▶ PROBLEM STATEMENT
Change every "keypoint" in the lines below to "marker" and keep everything else the same. Leave the pictures out of your answer.

▶ GIVEN DATA
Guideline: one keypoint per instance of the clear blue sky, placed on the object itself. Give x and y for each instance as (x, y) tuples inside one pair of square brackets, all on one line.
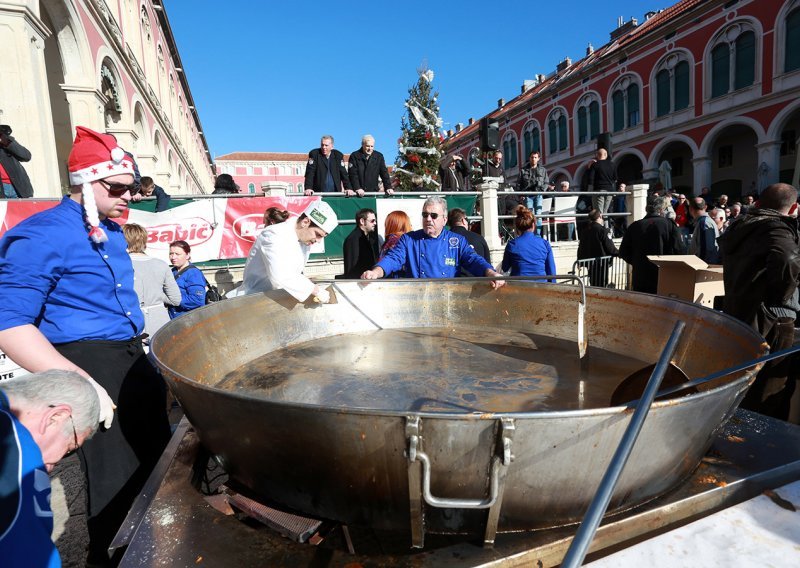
[(272, 76)]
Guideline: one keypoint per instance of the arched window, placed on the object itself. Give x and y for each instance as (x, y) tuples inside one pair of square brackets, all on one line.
[(588, 119), (672, 84), (531, 139), (509, 151), (625, 104), (792, 43), (557, 131), (733, 60)]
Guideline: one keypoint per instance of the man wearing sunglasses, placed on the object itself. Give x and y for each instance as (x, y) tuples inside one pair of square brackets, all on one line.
[(69, 303), (43, 417), (433, 251)]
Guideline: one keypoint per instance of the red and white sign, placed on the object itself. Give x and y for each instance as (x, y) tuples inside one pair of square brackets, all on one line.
[(214, 228)]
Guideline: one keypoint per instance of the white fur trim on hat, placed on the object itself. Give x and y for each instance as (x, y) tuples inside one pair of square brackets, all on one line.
[(101, 170), (322, 215)]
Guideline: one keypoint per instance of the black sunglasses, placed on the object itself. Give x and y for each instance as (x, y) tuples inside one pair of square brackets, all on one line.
[(119, 189)]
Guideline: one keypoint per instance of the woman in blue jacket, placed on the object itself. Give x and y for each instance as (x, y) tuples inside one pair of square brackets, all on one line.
[(528, 254), (190, 280)]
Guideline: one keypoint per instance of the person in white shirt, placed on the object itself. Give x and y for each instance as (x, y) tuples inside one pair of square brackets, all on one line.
[(281, 251)]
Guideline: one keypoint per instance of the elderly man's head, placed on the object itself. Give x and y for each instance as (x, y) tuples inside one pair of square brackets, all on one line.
[(59, 408), (368, 144), (366, 220), (434, 216), (326, 145)]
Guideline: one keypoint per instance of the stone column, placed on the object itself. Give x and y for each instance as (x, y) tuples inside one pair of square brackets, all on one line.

▶ EXERCISE SOLUTION
Guideline: one marker per instance of the clear blue sky, placed on the object itself. Give x and y for each instance as (x, y) tuples inside one pair of square brackets, all on one line.
[(272, 76)]
Guideline: one marker per instance of the arched window, placed on the object itself. Give x and y for each instance as (x, y) tuples inside one pair of square brackets, all on one line.
[(588, 119), (672, 84), (531, 139), (509, 151), (625, 104), (792, 43), (557, 131), (733, 60)]
Guideline: one marker per instance of the man wearing sunglasses, placed on the object itself. Give x and y for each instance as (x, y) tuples inside one pair of square brackets, all on one line.
[(69, 303), (43, 417), (433, 251)]
Guideline: one marker per instance of the red and white sign, placed on the object itself. Give x and y for each instance as (x, y) tuples inside one pair of square brackets, all on one line.
[(214, 228)]
Guideline: one marker per instance of the white fur trim on hat, placed on the object itself. Give x and y for each instance as (x, y) tuples inside one pair of square brackets, all on one line.
[(101, 170), (322, 215)]
Guideline: one marker per instance of the black sunglasses, placed on the object itself. Give x and y for each instance as (x, y) tuples inside one pair of square brackets, all on one line.
[(119, 189)]
Guideline: one marker per instance of the woman in blue jacket, placed on the object itself. Give x and y for each instance as (x, y) tuples inside one pair of square brackets, all on one line.
[(528, 254), (190, 280)]
Guideline: one marker per instance of the person in white shirt, placed on the object itself. Give x and y for each instance as (x, y) tuples inside one pair of square brackets, all on one line.
[(281, 251)]
Guideline: one marker per instance of the elderly man's head, placed on the object itself. Give x and y for each instance as (x, y) tuples inside one pair of square brackets, all on one line.
[(59, 408), (368, 144), (366, 220), (434, 216), (326, 145)]
Guideline: one marker per instance of the stone column, placed on the object itself. Give x and y for each instance as (x, y) tuples inside one pair of square brackets, all on one line.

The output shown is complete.